- [Assignment] Report every line of the records beneath this task that holds the string "cloud".

- [Records]
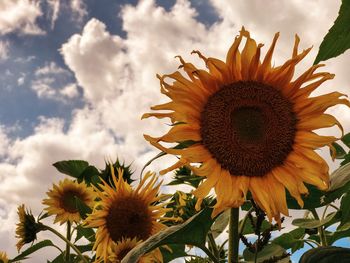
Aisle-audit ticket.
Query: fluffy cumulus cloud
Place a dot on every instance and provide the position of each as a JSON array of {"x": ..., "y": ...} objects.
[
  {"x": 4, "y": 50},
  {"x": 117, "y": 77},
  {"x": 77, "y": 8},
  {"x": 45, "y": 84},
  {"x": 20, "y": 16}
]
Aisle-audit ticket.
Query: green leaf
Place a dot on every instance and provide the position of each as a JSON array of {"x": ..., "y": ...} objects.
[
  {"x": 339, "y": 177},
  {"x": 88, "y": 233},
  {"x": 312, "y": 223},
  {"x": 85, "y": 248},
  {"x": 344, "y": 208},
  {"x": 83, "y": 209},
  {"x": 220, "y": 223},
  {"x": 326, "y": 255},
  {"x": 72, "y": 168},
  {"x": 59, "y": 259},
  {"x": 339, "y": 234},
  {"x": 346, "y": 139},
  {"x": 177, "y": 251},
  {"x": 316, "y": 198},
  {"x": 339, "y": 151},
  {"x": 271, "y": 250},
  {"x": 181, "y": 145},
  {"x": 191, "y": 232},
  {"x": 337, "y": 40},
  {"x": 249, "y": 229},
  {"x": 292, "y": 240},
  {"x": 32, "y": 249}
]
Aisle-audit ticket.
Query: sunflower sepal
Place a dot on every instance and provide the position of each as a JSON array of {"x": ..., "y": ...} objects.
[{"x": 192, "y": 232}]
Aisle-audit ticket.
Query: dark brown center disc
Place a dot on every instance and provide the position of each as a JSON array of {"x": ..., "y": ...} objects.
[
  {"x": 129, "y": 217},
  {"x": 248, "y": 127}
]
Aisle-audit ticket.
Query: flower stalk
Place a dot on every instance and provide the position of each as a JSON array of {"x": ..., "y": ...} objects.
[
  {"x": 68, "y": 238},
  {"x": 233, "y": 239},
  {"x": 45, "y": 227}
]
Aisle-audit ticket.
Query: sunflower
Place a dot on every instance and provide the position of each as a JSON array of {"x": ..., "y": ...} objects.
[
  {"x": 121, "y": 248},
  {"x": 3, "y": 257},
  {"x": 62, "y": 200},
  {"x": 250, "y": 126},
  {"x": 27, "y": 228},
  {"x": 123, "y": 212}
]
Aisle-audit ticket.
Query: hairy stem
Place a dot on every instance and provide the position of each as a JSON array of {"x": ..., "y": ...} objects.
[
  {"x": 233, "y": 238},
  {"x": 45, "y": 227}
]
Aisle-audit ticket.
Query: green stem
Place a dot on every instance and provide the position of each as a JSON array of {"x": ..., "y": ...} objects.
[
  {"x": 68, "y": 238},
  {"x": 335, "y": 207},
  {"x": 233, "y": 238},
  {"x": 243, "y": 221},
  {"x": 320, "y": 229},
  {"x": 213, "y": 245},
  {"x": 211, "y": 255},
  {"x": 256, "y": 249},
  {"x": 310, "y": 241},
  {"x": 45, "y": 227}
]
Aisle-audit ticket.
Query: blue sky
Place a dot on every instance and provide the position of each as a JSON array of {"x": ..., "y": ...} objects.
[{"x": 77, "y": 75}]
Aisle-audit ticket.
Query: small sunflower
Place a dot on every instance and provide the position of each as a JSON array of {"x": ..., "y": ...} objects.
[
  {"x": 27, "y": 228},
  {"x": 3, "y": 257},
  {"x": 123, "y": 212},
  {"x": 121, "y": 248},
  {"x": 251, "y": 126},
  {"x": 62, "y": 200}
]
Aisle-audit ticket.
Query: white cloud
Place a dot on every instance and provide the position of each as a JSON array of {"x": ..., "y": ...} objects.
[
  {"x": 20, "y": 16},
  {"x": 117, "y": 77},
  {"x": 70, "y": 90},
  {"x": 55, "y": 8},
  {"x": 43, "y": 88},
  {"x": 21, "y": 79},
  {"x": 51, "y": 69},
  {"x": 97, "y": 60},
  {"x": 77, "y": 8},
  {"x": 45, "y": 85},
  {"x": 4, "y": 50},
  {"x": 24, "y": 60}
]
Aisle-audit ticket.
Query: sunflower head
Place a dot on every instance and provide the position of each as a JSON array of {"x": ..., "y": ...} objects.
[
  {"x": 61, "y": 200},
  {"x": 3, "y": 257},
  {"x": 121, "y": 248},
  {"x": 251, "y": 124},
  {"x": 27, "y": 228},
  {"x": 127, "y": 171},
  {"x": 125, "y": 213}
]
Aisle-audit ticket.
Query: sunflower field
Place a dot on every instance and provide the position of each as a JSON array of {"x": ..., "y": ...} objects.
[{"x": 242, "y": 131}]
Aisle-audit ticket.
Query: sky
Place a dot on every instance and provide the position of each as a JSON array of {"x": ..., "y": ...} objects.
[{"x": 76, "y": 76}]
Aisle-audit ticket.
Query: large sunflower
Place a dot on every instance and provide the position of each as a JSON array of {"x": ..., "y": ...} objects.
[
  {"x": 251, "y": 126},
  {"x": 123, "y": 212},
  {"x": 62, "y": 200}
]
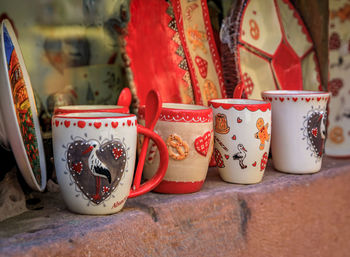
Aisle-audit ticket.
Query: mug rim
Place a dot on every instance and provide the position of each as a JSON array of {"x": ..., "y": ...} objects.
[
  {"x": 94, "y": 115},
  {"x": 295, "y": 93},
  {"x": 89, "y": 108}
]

- [Answer to this task]
Query: fluffy cumulus cloud
Query: white cloud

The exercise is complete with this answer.